Reproduce each entry below exactly, without omitting any.

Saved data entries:
========

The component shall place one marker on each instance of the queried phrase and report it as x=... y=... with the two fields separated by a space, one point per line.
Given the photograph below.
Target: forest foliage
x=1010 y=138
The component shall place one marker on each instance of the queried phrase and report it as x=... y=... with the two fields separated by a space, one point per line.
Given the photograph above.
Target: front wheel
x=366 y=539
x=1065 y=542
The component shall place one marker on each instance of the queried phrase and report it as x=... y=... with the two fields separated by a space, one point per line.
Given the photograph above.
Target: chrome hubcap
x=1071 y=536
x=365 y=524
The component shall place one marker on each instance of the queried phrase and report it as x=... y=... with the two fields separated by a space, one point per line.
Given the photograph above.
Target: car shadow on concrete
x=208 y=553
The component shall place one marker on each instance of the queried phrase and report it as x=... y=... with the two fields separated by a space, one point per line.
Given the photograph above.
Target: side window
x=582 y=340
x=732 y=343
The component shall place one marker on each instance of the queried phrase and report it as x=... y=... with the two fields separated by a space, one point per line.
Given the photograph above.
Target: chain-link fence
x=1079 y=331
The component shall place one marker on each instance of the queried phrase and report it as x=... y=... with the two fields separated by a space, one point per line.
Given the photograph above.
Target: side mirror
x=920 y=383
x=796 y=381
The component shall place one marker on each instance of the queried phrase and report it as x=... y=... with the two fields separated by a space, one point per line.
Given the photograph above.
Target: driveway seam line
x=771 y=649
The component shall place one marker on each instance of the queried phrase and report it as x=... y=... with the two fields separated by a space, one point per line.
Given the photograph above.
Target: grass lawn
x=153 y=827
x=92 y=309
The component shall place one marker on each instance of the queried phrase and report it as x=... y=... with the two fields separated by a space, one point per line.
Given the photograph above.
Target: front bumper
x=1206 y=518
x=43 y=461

========

■ **Written reply**:
The component shall place one marker on each instance of the queried phrase and report it as x=... y=... with the two fields separated by a space, one point per line.
Given the photograph below.
Target: forest foliage
x=1010 y=138
The component shall place one marker on each instance of the queried phrase and report it as x=... y=... with the two fields separated by a space, one point per line.
Given the photograph above.
Target: front wheel
x=366 y=539
x=1065 y=542
The component shall place one marker on each instance of the queried phrase and report it as x=... y=... with the two fields separated by a space, one point per line.
Given the photograph above.
Target: chrome hubcap
x=1071 y=536
x=365 y=524
The component shall place one marker on each instance of the queried phrase and report it as x=... y=... with the two fields separated by a space, one point per line.
Given the photograph above.
Target: car shadow on concrete
x=208 y=553
The component shall place one marker on each instance of the queried phrase and report it as x=... y=... with the two fields separated by a space, one point per line.
Given the photograph above.
Target: side window
x=582 y=340
x=732 y=343
The component shall place one marker on each instance of the queried phrase and report it as x=... y=... with the two fields separated by a space, one point per line.
Given the photograph above.
Target: chain-link fence
x=1079 y=331
The component shall place one marker on each instance of the queried phrase and report it as x=... y=... with the two fields separated by a space, one point per line.
Given the photograph above.
Target: side mirror
x=920 y=383
x=796 y=381
The component shall place one marker on each instance of the queried phrase and report it as x=... y=... with the two fields separated by a space, one point per line.
Given the photograph above.
Target: driveway seam line
x=771 y=649
The component shall place one marker on each instance of the queried phrase and report it as x=... y=... with the two fields separated by a space, one point per line.
Given the photograph above.
Target: grass lawn
x=153 y=827
x=92 y=309
The component shall place one marker on each instance of the queried phrase and report it as x=... y=... with the two fields separated by a space, one point per line.
Given the photograph above.
Target: front bumper
x=1206 y=518
x=43 y=461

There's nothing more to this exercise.